What is needed:
Please return all lines from the records below that include the string "pine".

Task inputs:
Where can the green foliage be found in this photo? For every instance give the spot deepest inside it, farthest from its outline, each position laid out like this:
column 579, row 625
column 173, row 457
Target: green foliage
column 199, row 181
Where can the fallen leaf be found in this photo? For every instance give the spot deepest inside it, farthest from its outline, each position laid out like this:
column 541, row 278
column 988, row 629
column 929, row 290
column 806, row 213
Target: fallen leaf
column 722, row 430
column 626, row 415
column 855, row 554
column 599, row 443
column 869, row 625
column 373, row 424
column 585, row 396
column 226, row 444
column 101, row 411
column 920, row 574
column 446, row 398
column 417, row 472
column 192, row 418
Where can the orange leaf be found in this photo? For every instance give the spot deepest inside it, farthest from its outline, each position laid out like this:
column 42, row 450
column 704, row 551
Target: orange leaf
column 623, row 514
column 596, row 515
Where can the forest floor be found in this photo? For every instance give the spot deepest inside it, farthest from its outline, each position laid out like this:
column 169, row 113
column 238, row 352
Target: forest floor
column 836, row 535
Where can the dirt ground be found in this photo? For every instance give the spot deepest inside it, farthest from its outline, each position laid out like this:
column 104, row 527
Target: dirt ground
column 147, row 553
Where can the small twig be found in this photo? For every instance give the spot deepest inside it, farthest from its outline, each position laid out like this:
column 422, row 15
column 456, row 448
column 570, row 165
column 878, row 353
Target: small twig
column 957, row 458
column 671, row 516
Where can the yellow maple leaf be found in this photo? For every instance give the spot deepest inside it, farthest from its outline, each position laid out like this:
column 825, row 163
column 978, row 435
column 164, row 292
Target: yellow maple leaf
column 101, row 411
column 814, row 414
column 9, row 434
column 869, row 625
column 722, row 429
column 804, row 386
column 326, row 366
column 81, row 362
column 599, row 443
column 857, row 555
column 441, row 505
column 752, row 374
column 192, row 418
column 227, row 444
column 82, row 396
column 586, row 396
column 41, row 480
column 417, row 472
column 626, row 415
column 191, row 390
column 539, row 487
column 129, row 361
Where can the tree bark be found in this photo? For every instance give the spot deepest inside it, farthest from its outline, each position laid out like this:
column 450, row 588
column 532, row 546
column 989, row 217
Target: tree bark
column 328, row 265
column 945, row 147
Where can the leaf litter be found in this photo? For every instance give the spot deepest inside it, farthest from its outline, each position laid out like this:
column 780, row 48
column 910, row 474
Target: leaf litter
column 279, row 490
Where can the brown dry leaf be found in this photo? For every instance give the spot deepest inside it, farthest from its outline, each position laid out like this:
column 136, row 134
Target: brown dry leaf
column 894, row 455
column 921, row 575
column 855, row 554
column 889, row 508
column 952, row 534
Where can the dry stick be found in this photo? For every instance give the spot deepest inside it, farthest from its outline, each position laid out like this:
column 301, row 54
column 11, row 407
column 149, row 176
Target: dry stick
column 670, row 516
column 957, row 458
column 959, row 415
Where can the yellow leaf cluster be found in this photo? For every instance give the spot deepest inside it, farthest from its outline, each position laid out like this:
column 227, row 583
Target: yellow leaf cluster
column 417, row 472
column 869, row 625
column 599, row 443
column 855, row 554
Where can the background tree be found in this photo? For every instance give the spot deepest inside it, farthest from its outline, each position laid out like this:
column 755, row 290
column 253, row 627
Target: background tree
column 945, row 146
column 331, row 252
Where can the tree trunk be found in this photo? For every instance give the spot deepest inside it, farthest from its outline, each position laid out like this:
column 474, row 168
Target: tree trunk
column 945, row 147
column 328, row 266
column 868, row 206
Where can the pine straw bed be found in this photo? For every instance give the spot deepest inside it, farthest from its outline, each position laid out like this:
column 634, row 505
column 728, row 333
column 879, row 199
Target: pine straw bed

Expected answer:
Where can the pine straw bed be found in this photo? For every instance give the spot deepest inside it, farthest from its outline, each position laid out like this:
Target: pine straw bed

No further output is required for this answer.